- _Problems and tasks_
(A) Extract the passage of the Jeanette Winterson lecture post from "Winterson was at" to "awesome is that?" without any changes.
(B) Extend the post about Jeanette Winterson's lecture by writing what comes after its final sentence.

- _Text block_
^^^^^^^^^^^^^^^^
I was out having a great time with Jeanette Winterson last night. Ok, maybe not with her personally, but I was in the audience and had a great seat and she even looked directly at me once! Bookman came too and has never read any of her books. He didn’t even know what she looked like and when she walked out on stage he cracked me up when he leaned over and said, She has Margaret Atwood hair! Winterson’s hair is not gray like Atwood’s but both have the same kind of curls and wear their hair about the same length with a similar style. I love their hair and I sometimes wish my loose, corkscrew tending curls were more like theirs. But I digress!

Winterson was at the University of Minnesota to deliver the autumn Esther Freier Endowed Lecture in Literature. Freier was first a student and then a professor at the U but not in the literature department. Nope, she was a chemist. But she loved the arts and was well aware that funding was hard to come by so when she died she left an endowment to the literature department that allows them to have two lectures a year and make it open to the public. How awesome is that?

Winterson’s lecture was titled “Reading as an Act of Rebellion.” If you have read anything she has written you will know she is funny and smart. In person she is that too but add personable and engaging and you will understand why at the end Bookman and I both wanted to yell, please keep talking because an hour is not long enough!

She ranged far and wide from the historical to the personal. She declared reading an extreme sport because one pits oneself with and against the best in literature.

The act of reading has through much of history been rebellious. Who was and was not allowed to read was controlled. Women weren’t allowed to do it and slaves certainly weren’t allowed. The more people read, the more they could think for themselves and those in power did not want to give up their power. When a person reads, and reads widely and diversely, it makes them one of the most threatening things in the world. Books can change the way we think and feel. Books show us multiple points of view. And while someone can see you reading and what you are reading, they cannot know what is going on in your head while you are reading. This makes you and reading dangerous.
^^^^^^^^^^^^^^^^
- _Information shown_
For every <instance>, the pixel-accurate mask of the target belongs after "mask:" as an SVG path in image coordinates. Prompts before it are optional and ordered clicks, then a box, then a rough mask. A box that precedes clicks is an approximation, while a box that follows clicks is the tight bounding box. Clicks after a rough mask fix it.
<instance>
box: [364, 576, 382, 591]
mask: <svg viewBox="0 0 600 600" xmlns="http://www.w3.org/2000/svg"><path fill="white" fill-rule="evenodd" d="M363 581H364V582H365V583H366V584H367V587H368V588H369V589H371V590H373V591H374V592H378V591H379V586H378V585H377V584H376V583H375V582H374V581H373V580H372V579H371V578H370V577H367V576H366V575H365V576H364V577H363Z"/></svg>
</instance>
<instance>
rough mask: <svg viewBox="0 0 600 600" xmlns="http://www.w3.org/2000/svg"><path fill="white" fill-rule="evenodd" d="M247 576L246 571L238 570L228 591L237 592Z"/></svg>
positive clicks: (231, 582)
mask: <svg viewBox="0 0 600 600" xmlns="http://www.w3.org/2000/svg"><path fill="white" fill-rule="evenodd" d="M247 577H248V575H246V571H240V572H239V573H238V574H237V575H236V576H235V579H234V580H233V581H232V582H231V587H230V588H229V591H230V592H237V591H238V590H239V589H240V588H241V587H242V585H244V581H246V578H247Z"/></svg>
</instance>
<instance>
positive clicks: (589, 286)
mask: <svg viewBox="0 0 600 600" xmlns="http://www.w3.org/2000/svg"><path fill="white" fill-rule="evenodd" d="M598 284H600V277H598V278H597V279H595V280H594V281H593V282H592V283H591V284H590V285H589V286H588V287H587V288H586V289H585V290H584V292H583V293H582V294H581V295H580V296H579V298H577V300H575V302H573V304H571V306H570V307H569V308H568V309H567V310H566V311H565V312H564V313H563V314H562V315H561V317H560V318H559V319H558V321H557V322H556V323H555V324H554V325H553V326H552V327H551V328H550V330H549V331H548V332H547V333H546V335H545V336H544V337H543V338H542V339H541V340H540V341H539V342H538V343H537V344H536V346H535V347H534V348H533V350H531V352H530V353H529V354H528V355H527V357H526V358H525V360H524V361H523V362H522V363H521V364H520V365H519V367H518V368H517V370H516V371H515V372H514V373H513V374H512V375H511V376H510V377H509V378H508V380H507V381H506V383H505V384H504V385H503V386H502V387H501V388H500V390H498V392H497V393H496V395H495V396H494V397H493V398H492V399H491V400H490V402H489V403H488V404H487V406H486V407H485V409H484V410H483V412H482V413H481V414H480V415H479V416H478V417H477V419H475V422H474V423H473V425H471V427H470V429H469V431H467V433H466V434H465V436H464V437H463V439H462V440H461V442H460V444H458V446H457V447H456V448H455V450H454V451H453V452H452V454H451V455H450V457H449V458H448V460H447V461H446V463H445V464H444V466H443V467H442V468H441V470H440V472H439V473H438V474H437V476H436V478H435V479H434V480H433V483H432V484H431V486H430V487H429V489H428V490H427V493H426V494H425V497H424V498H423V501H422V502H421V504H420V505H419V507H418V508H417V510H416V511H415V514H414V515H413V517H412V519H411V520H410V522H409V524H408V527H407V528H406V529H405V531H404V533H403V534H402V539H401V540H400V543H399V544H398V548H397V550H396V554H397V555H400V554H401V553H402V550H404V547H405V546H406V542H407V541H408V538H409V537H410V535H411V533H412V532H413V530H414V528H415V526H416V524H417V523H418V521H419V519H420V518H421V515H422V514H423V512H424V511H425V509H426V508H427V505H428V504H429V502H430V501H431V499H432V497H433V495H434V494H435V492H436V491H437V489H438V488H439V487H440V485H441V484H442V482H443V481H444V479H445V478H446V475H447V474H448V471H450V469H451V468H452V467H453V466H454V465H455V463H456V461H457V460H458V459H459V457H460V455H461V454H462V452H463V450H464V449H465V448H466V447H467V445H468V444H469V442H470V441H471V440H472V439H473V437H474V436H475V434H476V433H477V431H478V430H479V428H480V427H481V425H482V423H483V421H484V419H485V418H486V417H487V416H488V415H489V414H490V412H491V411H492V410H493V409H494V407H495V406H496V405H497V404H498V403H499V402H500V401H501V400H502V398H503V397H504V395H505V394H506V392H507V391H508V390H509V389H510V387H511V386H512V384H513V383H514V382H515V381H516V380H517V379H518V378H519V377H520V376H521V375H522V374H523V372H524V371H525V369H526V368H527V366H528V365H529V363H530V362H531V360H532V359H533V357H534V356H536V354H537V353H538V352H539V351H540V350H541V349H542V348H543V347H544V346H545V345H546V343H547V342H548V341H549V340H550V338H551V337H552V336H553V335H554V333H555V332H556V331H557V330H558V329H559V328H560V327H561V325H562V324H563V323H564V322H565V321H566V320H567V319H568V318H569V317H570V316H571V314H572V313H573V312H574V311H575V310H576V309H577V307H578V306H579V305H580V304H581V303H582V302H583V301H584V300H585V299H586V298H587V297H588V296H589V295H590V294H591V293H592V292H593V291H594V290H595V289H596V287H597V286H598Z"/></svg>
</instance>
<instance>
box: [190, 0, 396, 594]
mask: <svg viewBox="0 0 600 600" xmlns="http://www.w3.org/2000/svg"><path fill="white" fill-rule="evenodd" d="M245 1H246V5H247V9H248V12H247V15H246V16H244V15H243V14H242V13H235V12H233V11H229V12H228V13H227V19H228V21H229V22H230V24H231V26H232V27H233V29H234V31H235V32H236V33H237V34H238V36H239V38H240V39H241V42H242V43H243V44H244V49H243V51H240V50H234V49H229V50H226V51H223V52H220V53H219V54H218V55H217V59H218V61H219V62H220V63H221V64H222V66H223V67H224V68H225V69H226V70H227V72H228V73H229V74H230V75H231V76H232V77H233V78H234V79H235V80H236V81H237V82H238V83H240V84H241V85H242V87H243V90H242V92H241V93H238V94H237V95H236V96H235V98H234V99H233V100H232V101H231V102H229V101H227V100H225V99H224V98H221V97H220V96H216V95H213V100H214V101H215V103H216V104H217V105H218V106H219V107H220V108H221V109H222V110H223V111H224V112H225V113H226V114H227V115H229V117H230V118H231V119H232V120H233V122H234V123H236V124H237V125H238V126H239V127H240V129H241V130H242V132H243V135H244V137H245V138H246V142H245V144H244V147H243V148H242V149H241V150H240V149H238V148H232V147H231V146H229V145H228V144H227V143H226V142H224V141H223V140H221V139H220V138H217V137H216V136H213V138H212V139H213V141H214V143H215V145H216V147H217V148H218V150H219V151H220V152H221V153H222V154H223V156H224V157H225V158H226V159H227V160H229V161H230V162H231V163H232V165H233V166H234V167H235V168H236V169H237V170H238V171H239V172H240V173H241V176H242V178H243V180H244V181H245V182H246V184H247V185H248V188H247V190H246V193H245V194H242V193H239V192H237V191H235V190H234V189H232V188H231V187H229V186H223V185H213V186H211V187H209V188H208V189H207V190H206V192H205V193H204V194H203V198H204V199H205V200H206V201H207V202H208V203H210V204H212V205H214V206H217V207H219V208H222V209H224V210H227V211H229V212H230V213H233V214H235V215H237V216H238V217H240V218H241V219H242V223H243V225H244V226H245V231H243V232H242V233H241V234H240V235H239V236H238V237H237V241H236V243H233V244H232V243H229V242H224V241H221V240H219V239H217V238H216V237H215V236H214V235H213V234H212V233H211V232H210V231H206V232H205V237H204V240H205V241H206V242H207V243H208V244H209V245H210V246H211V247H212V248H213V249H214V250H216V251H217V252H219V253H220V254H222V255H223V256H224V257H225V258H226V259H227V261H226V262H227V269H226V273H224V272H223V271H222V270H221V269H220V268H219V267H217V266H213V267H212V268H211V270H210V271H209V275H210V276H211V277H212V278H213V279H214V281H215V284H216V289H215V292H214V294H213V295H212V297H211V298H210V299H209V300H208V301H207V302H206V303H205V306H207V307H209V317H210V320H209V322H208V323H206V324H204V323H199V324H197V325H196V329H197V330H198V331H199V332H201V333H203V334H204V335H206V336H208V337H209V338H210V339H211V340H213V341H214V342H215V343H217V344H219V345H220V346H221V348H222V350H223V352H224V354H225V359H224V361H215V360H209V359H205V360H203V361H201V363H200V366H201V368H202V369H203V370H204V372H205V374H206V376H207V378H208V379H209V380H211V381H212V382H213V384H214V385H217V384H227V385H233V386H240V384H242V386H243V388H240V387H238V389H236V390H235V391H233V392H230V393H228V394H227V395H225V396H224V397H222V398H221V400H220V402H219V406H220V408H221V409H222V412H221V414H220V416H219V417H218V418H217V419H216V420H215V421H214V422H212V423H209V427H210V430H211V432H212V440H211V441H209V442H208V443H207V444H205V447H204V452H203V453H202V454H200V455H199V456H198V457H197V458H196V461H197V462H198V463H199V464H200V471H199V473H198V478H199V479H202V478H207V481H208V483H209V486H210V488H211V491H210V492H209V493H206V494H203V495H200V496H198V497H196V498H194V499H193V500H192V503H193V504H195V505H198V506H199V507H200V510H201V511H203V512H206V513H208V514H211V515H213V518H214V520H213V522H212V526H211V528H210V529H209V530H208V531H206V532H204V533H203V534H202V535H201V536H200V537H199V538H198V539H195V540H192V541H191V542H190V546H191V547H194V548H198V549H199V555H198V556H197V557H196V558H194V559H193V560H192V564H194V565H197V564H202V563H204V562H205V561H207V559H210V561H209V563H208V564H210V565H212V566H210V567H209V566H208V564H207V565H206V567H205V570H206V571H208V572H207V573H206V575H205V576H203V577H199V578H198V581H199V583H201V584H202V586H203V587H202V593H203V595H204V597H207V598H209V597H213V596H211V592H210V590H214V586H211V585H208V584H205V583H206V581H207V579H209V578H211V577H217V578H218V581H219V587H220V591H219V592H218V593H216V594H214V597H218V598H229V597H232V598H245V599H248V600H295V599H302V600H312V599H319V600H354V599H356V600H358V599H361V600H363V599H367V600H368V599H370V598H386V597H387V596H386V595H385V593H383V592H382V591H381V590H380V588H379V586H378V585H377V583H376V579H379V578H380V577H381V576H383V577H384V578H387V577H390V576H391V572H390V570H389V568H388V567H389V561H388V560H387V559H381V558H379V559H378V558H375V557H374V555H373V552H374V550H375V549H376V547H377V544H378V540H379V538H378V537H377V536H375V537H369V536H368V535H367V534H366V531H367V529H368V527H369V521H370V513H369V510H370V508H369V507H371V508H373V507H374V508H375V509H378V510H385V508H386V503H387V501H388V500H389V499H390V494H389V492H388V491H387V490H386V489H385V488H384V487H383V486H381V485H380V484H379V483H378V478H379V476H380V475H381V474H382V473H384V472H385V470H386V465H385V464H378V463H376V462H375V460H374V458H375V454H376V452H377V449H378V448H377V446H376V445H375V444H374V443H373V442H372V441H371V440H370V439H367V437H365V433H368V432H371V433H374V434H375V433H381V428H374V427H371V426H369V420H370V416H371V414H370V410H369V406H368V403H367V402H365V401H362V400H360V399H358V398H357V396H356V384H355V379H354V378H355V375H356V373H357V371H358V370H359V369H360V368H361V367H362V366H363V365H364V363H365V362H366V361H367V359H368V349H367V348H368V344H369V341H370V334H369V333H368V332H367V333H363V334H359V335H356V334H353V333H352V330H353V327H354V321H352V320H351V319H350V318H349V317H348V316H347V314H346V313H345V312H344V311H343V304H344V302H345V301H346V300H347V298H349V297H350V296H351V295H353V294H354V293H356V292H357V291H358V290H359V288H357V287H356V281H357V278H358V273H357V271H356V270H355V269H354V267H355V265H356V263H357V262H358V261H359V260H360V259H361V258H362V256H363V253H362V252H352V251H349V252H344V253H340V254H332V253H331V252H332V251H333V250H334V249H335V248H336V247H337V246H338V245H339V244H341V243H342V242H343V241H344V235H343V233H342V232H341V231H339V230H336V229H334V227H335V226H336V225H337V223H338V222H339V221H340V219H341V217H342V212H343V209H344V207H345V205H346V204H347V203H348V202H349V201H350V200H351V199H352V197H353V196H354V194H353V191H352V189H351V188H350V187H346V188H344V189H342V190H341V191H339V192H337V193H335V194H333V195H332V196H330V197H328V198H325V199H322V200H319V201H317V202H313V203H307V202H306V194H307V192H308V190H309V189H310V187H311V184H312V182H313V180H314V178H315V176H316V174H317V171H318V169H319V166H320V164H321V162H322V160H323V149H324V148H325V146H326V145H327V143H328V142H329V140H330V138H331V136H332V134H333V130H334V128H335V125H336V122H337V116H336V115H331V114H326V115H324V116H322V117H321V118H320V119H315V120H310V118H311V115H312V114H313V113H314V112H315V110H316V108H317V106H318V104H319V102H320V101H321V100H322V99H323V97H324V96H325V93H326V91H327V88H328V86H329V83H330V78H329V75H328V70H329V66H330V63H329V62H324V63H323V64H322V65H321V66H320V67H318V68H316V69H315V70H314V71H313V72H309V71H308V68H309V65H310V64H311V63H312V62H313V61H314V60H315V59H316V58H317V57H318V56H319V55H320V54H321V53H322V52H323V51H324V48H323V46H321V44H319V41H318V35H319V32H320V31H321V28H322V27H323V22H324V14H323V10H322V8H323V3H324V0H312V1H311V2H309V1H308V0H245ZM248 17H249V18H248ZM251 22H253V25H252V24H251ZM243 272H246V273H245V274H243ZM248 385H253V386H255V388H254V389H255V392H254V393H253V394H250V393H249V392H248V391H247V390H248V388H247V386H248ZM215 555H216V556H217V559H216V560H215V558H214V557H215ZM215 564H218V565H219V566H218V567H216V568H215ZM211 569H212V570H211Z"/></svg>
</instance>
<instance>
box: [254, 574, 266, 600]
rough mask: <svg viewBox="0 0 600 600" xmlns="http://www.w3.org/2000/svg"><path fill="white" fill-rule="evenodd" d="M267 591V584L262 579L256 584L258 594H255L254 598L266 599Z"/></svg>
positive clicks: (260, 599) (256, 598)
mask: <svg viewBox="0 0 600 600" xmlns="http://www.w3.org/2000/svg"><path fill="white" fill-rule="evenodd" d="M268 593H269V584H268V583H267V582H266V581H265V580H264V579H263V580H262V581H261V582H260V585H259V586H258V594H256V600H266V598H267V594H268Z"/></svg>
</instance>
^^^^^^^^^^^^^^^^
- _Answers to the exercise_
(A)
Winterson was at the University of Minnesota to deliver the autumn Esther Freier Endowed Lecture in Literature. Freier was first a student and then a professor at the U but not in the literature department. Nope, she was a chemist. But she loved the arts and was well aware that funding was hard to come by so when she died she left an endowment to the literature department that allows them to have two lectures a year and make it open to the public. How awesome is that?

(B)
Just like we talk about valuing biodiversity in nature, we should value biodiversity in reading. And we need to not just give it lip service and say “yay for diverse books!” We have to read those books too. Books are not meant to comfort, though they can do that. Books should expand the world for us and yes, even make us feel uncomfortable. A book that makes you feel uncomfortable is giving you an opportunity to think and experience and learn something.

Truth and fact are not the same thing, Winterson remarked. Simplification is a lie. We have language to help us make sense of complexity. Reading is great training in both diversity and complexity. The more reading you do, the more language you have and language is power. Just ask Malala Yousafza, Salman Rushdie, and those who work at Charlie Hebdo.

For the most part, Winterson said, we don’t have to ban or burn books in the west these days because people are just too busy to read them. There is no reason to get worked up over what people are reading when no one is reading to begin with. Winterson is also not a fan of ebooks because if you can’t see the books, if they’re virtual, how do you know they exist? Give her the solid book on the bookshelf. That way nothing is hidden. Amazon can’t erase it from all the Kindles. Can you imagine, she asked, if Amazon came to your door and took your copy of 1984 instead of making it magically disappear from your ereader?

Creativity and imagination is the birthright of everybody. We don’t have to apologize for art and culture nor do we have to explain. The mind is not a luxury.

Such a fantastic lecture! I am so grateful I got to go. I left feeling buoyant and excited, ever so proud to be a reader and determined to be as rebellious as I possibly can.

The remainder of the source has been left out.